WHAT THE TASK ASKS: Precise copying is required. Return the data below in full.

RECORDS TO PROCESS:
────────

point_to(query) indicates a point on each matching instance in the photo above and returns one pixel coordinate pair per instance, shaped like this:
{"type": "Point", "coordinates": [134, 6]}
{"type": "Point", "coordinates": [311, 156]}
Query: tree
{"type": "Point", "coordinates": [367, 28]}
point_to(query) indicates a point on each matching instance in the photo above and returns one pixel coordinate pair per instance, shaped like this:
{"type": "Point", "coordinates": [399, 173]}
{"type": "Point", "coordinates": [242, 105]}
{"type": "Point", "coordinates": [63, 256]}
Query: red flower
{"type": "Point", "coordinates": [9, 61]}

────────

EXERCISE ANSWER:
point_to(query) indicates a point on each matching instance in the photo above and returns one pixel coordinate pair per instance, shaped like this:
{"type": "Point", "coordinates": [134, 6]}
{"type": "Point", "coordinates": [311, 156]}
Query: tree
{"type": "Point", "coordinates": [367, 28]}
point_to(query) indicates a point on each matching instance in the photo above and returns one pixel coordinate pair per instance, shaped like this:
{"type": "Point", "coordinates": [399, 173]}
{"type": "Point", "coordinates": [242, 105]}
{"type": "Point", "coordinates": [63, 256]}
Query: red flower
{"type": "Point", "coordinates": [9, 61]}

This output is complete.